> **EXERCISE**
Reproduce the listing below word for word, starting at the line containing "Target: red and white jersey" and ending with the last line of the listing.

[Dataset entries]

────────────────

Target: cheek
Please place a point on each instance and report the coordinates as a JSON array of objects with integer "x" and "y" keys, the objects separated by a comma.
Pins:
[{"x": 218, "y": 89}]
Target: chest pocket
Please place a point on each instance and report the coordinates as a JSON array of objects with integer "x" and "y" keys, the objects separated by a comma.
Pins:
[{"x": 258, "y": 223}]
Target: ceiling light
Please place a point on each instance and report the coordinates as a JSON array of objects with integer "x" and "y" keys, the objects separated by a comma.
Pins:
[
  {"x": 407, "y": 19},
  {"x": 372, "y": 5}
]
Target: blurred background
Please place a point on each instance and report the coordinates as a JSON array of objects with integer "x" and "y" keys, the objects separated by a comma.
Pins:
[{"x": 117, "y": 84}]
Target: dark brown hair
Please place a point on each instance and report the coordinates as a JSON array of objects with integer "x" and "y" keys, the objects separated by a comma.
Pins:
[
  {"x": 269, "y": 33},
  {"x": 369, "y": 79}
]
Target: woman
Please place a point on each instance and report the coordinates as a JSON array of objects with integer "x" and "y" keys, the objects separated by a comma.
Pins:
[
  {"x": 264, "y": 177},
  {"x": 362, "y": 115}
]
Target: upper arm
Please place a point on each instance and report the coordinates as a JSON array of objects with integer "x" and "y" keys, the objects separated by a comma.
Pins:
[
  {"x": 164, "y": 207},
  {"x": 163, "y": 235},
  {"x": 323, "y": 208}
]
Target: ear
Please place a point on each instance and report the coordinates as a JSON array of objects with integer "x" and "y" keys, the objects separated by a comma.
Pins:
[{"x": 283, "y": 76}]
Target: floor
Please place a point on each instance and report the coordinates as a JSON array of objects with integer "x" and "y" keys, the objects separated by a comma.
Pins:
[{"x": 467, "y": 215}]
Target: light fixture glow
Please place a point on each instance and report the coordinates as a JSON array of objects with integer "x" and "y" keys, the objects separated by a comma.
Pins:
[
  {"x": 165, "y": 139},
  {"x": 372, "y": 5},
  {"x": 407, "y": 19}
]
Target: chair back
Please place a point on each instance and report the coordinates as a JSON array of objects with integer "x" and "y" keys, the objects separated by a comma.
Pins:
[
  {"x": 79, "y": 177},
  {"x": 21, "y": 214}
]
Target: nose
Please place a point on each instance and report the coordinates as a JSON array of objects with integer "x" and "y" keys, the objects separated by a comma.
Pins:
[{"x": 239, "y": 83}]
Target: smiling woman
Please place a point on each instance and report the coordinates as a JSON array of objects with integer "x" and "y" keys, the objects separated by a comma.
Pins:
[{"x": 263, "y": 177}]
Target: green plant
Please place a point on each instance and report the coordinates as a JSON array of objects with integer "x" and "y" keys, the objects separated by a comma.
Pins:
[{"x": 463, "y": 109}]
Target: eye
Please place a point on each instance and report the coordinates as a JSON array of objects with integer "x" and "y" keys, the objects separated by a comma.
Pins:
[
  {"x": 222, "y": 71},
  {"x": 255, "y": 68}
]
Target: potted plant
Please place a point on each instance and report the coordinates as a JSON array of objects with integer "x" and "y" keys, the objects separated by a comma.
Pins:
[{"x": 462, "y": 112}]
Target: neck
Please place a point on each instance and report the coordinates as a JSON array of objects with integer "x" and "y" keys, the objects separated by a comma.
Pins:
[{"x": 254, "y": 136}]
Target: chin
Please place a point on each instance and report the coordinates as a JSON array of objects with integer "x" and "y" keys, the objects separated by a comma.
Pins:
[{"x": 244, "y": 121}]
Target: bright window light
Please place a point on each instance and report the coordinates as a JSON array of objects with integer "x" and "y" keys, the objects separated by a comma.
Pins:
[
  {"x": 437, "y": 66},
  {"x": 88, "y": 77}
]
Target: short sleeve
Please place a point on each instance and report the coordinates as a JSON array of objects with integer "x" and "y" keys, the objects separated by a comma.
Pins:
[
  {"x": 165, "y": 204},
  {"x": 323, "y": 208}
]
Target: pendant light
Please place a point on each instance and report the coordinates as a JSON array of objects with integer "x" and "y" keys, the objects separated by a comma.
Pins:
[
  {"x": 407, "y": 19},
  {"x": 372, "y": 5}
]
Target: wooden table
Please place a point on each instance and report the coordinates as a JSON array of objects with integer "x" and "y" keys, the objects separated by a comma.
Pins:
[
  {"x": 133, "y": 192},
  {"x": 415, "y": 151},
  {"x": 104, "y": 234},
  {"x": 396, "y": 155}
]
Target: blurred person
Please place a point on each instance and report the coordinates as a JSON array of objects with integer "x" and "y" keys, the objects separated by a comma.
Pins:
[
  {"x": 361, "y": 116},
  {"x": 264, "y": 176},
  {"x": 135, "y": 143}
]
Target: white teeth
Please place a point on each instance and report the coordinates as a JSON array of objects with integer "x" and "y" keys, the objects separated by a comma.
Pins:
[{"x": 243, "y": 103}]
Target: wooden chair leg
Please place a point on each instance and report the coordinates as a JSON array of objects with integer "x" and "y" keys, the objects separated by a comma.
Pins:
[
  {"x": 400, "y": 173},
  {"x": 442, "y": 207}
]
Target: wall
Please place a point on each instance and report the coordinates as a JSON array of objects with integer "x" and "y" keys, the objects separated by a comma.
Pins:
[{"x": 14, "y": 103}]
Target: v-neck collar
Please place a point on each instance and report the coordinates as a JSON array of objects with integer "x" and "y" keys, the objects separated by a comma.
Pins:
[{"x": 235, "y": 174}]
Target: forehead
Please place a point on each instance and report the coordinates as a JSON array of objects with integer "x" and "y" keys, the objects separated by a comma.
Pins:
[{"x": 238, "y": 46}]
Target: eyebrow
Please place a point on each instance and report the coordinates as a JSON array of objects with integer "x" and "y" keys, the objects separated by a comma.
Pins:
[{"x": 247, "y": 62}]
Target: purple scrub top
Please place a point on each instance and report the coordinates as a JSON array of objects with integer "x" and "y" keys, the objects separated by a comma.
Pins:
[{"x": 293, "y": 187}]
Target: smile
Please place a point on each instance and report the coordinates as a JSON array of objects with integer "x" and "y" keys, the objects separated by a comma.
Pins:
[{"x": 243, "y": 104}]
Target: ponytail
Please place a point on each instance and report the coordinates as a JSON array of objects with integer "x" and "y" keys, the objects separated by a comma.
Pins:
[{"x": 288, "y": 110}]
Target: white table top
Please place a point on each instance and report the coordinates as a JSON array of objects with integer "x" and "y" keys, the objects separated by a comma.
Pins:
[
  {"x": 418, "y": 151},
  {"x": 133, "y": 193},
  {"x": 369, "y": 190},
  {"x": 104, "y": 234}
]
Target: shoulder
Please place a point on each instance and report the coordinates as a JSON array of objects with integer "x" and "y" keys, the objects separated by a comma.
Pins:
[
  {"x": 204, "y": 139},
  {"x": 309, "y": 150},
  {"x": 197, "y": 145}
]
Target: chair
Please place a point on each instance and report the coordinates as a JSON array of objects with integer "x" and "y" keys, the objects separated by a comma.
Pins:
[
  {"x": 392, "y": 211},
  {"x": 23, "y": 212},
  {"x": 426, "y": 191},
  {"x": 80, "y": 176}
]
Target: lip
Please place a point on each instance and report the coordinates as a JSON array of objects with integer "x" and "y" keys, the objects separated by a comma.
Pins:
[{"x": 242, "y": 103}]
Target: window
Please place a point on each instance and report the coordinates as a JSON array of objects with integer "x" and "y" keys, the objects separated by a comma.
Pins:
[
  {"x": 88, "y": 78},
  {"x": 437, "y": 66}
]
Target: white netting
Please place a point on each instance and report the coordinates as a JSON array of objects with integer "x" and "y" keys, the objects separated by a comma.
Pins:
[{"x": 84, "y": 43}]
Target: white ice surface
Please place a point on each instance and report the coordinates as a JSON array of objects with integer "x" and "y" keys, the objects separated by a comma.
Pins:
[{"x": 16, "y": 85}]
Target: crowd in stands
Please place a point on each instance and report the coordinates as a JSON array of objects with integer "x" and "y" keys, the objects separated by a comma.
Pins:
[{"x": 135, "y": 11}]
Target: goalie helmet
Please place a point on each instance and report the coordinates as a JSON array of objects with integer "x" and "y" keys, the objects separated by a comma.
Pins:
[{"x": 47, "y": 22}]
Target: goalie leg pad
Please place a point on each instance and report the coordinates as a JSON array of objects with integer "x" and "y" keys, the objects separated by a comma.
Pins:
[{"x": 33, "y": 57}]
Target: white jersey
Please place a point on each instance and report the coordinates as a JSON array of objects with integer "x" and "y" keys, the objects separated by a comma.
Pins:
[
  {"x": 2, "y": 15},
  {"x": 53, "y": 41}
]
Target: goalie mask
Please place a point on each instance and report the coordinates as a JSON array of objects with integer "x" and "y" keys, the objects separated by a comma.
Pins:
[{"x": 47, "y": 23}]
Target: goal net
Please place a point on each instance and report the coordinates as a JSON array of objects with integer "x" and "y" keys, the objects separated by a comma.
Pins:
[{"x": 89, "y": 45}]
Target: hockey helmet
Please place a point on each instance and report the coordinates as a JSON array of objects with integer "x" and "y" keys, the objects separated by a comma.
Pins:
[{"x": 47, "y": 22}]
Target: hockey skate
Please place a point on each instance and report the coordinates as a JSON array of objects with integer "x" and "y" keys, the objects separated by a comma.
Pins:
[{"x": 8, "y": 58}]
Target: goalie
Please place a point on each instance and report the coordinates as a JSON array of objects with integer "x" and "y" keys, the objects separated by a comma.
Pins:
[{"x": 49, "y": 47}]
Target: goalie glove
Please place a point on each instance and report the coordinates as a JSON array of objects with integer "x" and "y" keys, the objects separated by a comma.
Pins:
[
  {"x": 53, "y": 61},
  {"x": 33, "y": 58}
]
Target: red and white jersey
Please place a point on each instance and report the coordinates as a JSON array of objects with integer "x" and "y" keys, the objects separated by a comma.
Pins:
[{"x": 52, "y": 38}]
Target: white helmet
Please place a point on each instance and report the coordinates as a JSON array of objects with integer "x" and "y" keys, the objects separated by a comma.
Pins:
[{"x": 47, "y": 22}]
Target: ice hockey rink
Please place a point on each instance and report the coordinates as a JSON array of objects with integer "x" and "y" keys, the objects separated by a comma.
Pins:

────────────────

> **CORRECT OUTPUT**
Target: red and white jersey
Please place a point on each instance and report the coordinates as a JSON array of objects with integer "x" and "y" keys, the objects separated by a comma.
Pins:
[{"x": 52, "y": 38}]
Target: white helmet
Please place a point on each instance and report the coordinates as a JSON array of objects with integer "x" and "y" keys, the objects separated by a comma.
Pins:
[{"x": 47, "y": 22}]
Target: ice hockey rink
Please place a point on each instance and report the coordinates as a JSON array of objects with integer "x" and "y" keys, the objects separated by a comma.
Pins:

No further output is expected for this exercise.